(Excerpts of location labeling data)
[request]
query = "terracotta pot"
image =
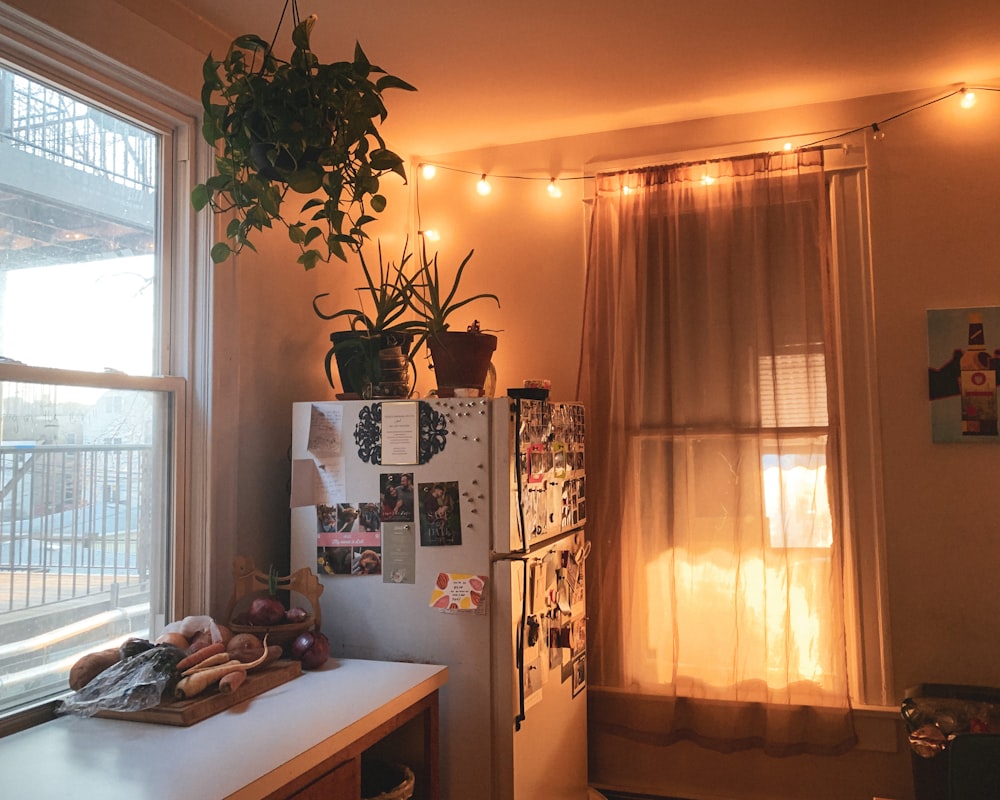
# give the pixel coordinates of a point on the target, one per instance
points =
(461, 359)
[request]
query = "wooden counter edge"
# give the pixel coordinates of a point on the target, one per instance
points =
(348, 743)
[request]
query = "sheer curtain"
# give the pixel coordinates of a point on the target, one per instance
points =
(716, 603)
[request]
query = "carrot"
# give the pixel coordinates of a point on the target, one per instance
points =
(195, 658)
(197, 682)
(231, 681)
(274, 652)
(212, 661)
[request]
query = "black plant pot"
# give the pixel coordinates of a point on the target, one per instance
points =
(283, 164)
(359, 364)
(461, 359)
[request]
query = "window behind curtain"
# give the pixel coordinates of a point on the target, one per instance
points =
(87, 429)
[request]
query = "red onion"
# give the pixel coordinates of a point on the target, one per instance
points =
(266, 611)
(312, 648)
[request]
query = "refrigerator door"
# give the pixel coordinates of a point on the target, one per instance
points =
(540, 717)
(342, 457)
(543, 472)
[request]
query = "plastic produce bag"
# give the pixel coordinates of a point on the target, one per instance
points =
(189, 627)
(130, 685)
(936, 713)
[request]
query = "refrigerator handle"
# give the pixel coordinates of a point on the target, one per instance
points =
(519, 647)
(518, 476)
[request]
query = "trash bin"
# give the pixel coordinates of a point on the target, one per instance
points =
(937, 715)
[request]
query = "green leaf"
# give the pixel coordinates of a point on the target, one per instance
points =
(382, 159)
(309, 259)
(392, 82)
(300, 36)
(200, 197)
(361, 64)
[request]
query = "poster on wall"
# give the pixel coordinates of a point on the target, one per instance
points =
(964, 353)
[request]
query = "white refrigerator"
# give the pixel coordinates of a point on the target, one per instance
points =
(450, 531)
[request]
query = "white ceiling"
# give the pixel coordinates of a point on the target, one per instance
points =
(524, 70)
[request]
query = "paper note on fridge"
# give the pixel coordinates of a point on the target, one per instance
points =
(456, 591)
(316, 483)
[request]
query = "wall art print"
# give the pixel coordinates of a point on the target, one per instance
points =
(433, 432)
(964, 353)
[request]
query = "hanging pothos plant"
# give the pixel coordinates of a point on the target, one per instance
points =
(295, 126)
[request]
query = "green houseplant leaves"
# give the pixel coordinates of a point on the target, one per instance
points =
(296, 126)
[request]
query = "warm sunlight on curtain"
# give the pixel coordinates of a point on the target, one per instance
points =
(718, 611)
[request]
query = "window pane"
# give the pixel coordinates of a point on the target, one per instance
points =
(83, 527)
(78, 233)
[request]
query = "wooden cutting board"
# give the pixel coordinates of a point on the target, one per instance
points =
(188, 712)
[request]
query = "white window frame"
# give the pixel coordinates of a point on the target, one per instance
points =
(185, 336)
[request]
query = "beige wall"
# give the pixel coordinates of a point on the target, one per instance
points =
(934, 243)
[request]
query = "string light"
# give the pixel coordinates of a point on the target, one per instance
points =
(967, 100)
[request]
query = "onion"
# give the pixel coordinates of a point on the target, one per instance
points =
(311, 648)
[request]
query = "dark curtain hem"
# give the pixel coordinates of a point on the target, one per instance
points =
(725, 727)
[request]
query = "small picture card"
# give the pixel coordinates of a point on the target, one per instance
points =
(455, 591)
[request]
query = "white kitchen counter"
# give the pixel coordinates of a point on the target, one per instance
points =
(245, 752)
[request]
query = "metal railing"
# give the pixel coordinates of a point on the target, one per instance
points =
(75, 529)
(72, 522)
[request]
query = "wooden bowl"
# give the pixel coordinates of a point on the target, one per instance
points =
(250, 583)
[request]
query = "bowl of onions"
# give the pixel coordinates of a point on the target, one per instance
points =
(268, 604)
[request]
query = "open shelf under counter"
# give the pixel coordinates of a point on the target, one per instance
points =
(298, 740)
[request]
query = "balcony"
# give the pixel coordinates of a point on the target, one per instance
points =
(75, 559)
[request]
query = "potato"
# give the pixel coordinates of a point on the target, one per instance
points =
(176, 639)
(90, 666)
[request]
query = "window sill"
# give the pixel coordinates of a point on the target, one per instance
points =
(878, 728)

_SHORT PROBLEM:_ Make an exact copy of all entries above, dropping the images.

_TASK SOLUTION:_
[request]
query = "terracotta pot"
image =
# give the pixel coordinates of a point on the target, one per instance
points =
(461, 359)
[request]
query = "wooden counter edge"
# give the pixel coordinates of a point on the target, one per instance
points =
(348, 743)
[request]
query = "sheer curtain"
# give the pixel coordinates of a point on the target, one per instance
points =
(716, 603)
[request]
query = "carrot"
# give the pixel coordinates of a point on the target, one per instance
points =
(195, 658)
(197, 682)
(231, 681)
(274, 652)
(212, 661)
[request]
query = "black plant pot"
# give the pixel coordinates of a point on the target, one per instance
points =
(283, 164)
(359, 364)
(461, 359)
[request]
query = "window behind curtain"
# give the pixel coordinates of a point on the target, one per instance
points =
(87, 429)
[request]
query = "red onion"
# give the pixel coordinates of a point on the target, one per instance
points =
(266, 611)
(312, 648)
[request]
query = "refrigerator door"
# give the pixel coordinates of a point on the target, one per instance
points =
(540, 717)
(342, 457)
(543, 472)
[request]
query = "plastic produce bag"
# give the pixel coordinates of a point on the target, one per instance
points =
(189, 627)
(130, 685)
(936, 713)
[request]
query = "refrigerator handle"
# give the pixel coordinates of a point on the target, one per instance
points =
(519, 647)
(518, 476)
[request]
query = "trash bin"
# give the pixel coordinates of a point on the target, one per instance
points =
(937, 715)
[request]
query = "green leaf"
# give the pixel coordinates of a point on the target, one per instance
points =
(382, 159)
(309, 259)
(392, 82)
(300, 36)
(200, 197)
(361, 64)
[request]
query = "poster on wall"
# give the pixel coordinates of a point on the target, one per instance
points =
(964, 353)
[request]
query = "white refrigerator"
# give the pixel coordinates of a point on the target, one per instance
points =
(450, 531)
[request]
query = "white ceiling"
# give the pixel coordinates of a point on the target, one per instance
points =
(524, 70)
[request]
query = "paper note on fridge"
# give the pixel coordinates of a point on the target, one per instance
points =
(456, 591)
(316, 483)
[request]
query = "wall art print"
# give the pixel coordinates of a point on the target, one per instance
points =
(433, 432)
(964, 353)
[request]
query = "hanging pothos plant"
# give the pixel coordinates of a point on the target, one per instance
points =
(295, 126)
[request]
query = "green houseplant leaves"
# give the pixel coordinates of a point on the target, one per instance
points =
(296, 126)
[request]
query = "warm sunlight on curtain"
# give the pixel coordinates of a point on the target, one per instance
points =
(718, 611)
[request]
query = "window pane"
# give the pixel coordinates of a point on the target, one per instance
points =
(83, 527)
(78, 233)
[request]
query = "wooden cutting board"
# give the pixel coordinates of a point on the target, one per instance
points =
(188, 712)
[request]
query = "white window frame"
# give the pixel coordinates of a point on the target, one per instance
points =
(185, 336)
[request]
query = "beige wall"
# give the pixel coordinates of a point on the target, one per instance
points =
(934, 243)
[request]
query = "string light"
# give the pixel coordinates of a point on the target, one per instance
points =
(967, 100)
[request]
query = "onion"
# give the pixel coordinates of a point on the target, one per instance
points =
(311, 648)
[request]
query = "dark curtain hem"
# give the pixel coordinates of a point on the target, one per instance
points =
(725, 727)
[request]
query = "small picture card"
# give the pixel coordinates of a point on the target, one per instance
points =
(455, 591)
[request]
query = "white kitchen counter"
# give the pixel coordinates of a point on the target, one per instance
points =
(245, 752)
[request]
query = "metal railing"
# give the pixel coordinates of a point on the target, one per instance
points =
(75, 529)
(72, 522)
[request]
query = "wooden bowl"
# give the pixel coordinates of a point on the target, one per instance
points =
(250, 583)
[request]
query = "bowl of onions"
# give the pixel coordinates of a point on the target, one per instance
points =
(268, 604)
[request]
query = "open shelf under counter"
# give the pixel coordinates of a point on the target, one per instance
points =
(298, 740)
[request]
query = "balcony"
# give the pixel coordinates of a point on the target, one per instance
points =
(75, 559)
[request]
query = "potato"
# give the pixel coordinates of a point on the target, one per instance
points =
(176, 639)
(90, 666)
[request]
query = "window sill"
# give the pixel coordinates of a point on the target, one per instance
points =
(878, 728)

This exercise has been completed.